Retype each of the entries below exactly as written.

□ □ □ □ □

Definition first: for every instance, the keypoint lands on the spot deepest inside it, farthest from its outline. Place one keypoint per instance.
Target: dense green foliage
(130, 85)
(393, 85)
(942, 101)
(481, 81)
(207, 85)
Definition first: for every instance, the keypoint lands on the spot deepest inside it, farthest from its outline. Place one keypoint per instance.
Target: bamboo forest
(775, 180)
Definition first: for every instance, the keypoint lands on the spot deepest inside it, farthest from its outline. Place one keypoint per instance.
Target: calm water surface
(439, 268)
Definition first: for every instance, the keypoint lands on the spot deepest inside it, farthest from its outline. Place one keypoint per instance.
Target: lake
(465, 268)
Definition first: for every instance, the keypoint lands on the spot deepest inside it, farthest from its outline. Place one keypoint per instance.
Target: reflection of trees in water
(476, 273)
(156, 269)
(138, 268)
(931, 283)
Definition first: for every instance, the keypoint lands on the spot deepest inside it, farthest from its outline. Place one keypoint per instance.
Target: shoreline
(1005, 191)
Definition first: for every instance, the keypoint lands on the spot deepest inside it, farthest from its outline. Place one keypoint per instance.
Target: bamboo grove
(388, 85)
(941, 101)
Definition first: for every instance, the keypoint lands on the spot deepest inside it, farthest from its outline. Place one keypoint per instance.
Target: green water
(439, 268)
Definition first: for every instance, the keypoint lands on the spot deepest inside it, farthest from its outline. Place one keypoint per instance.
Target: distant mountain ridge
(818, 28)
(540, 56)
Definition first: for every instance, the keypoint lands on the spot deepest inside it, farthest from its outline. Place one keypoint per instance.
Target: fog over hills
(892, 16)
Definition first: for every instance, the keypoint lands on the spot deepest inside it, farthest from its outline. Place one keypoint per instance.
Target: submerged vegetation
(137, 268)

□ □ □ □ □

* SOLUTION FOR THIS TASK *
Definition first: for every instance, the keypoint lands on the spot deepest inside it, farthest from its outline. Place one keypoint per instance.
Target: dense green foliage
(130, 85)
(393, 85)
(942, 101)
(481, 81)
(207, 85)
Definition first: for every instance, the keypoint lands on the spot deepest inside it, farthest from its outline. Place one keypoint per instance.
Target: bamboo forest
(775, 180)
Definition first: for every instance, the keypoint lands on the spot deepest inside it, farthest from its outline. Place one keypoint per instance.
Target: calm water surface
(439, 268)
Definition first: for every instance, the keypoint lands on the spot deepest inside it, farthest from its outline. Place one keypoint per instance.
Target: lake
(465, 268)
Definition first: for every instance, the keypoint lands on the spot deepest inside it, farthest from its outline. Place one keypoint per instance.
Target: reflection of trees in water
(476, 273)
(156, 269)
(138, 268)
(931, 283)
Definition first: for every instance, the keypoint lands on the spot deepest inside it, farthest from its outline. Place one keypoint per instance.
Target: shoreline
(1005, 191)
Definition first: for every instance, the keypoint lands on the spot deepest inside it, farthest from its outline. Place one keypoint per instance.
Target: bamboo grove
(388, 85)
(941, 101)
Definition first: for every instance, the keypoint lands on the spot deepest inside it, farthest from its outline. Place one keypoint per instance.
Target: green water
(439, 268)
Definition first: for every instance, the keypoint lands on the spot deepest inside it, farthest from its outline. Place one keypoint per instance.
Target: distant mountain ridge
(818, 28)
(540, 56)
Definition first: for every instance, the keypoint lands on the spot deepest inside it, farthest from its outline. Place one keypoint per instance.
Target: fog over hills
(892, 16)
Definition first: for every instance, the keypoint lands on the spot deepest inside it, farthest from its outline. Place one keypoint per instance.
Target: submerged vegetation
(137, 268)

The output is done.